→ SOURCE MATERIAL

<<<<

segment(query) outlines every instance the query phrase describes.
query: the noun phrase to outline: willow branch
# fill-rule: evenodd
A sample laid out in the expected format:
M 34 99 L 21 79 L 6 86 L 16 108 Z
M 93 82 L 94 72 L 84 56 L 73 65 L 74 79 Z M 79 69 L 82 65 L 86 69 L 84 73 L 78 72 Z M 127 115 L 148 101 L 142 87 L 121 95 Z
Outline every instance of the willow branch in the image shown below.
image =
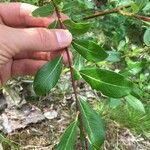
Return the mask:
M 55 7 L 55 12 L 57 14 L 57 18 L 58 18 L 58 22 L 59 22 L 60 28 L 61 29 L 66 29 L 65 25 L 62 22 L 60 11 L 59 11 L 57 5 L 55 4 L 54 0 L 52 0 L 52 2 L 53 2 L 53 5 Z M 72 60 L 71 60 L 71 56 L 70 56 L 70 53 L 69 53 L 69 49 L 66 48 L 65 51 L 67 53 L 67 58 L 68 58 L 68 63 L 69 63 L 69 68 L 70 68 L 70 74 L 71 74 L 72 88 L 73 88 L 73 92 L 74 92 L 74 96 L 75 96 L 75 100 L 76 100 L 76 110 L 77 110 L 77 113 L 79 112 L 79 119 L 80 119 L 80 123 L 81 123 L 81 130 L 82 130 L 82 132 L 84 134 L 86 150 L 88 150 L 88 140 L 86 138 L 86 132 L 85 132 L 84 123 L 83 123 L 83 120 L 82 120 L 82 113 L 81 113 L 80 103 L 79 103 L 79 100 L 78 100 L 76 83 L 75 83 L 74 75 L 73 75 Z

>>>>

Rewrite the listing above with "willow branch" changed to "birch branch" and every other part left as it is. Omit the pictures from your version.

→ SOLVED PROBLEM
segment(query) outlines every instance the query phrase describes.
query: the noun phrase to outline: birch branch
# fill-rule: evenodd
A sample laid out in the expected format:
M 34 99 L 21 79 L 6 86 L 16 108 Z
M 93 82 L 94 72 L 84 56 L 73 65 L 74 79 Z M 79 69 L 82 65 L 86 69 L 84 73 L 78 72 Z M 127 115 L 148 101 L 142 87 L 121 95 Z
Outline every instance of the birch branch in the image shown below.
image =
Return the mask:
M 55 7 L 55 12 L 57 14 L 57 18 L 58 18 L 58 22 L 59 22 L 60 28 L 61 29 L 66 29 L 65 25 L 62 22 L 60 11 L 59 11 L 57 5 L 55 4 L 54 0 L 52 0 L 52 2 L 53 2 L 53 5 Z M 72 60 L 71 60 L 71 56 L 70 56 L 70 53 L 69 53 L 69 49 L 66 48 L 65 51 L 67 53 L 67 58 L 68 58 L 68 63 L 69 63 L 69 68 L 70 68 L 70 74 L 71 74 L 72 88 L 73 88 L 73 92 L 74 92 L 74 96 L 75 96 L 75 100 L 76 100 L 76 110 L 77 110 L 77 113 L 79 112 L 79 119 L 80 119 L 80 123 L 81 123 L 81 130 L 82 130 L 82 132 L 84 134 L 86 150 L 88 150 L 88 140 L 86 138 L 86 132 L 85 132 L 84 123 L 83 123 L 83 120 L 82 120 L 82 113 L 81 113 L 80 103 L 79 103 L 79 100 L 78 100 L 76 83 L 75 83 L 74 75 L 73 75 Z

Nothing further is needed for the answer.